§ **What you should do**: The finished copy should hold every entry exactly as given, and no pictures.

(Information given Opens)

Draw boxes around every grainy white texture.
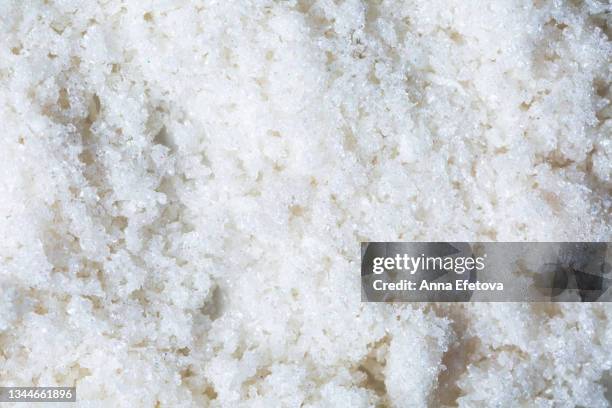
[0,0,611,407]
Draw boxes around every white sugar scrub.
[0,0,611,406]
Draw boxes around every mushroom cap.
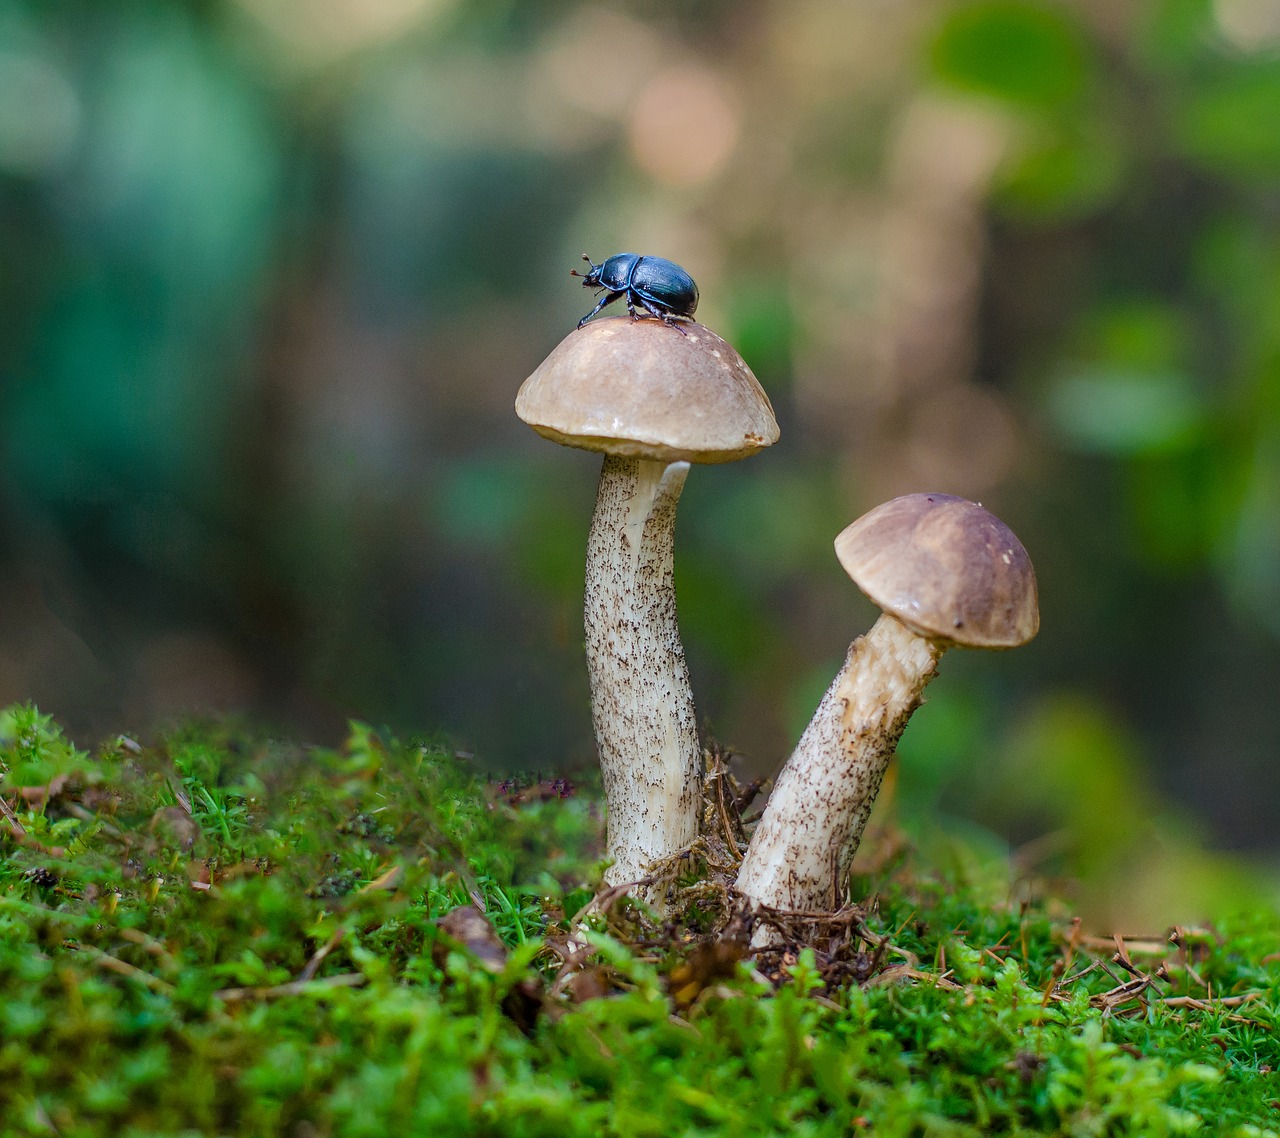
[835,493,1039,648]
[516,316,779,464]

(Information given Closes)

§ **Solution for this problem**:
Draw boxes around every grainy white texture.
[0,0,611,407]
Draw boxes around every white sugar scrub.
[0,0,611,406]
Draw boxes around every mushroom cap.
[835,493,1039,648]
[516,316,779,464]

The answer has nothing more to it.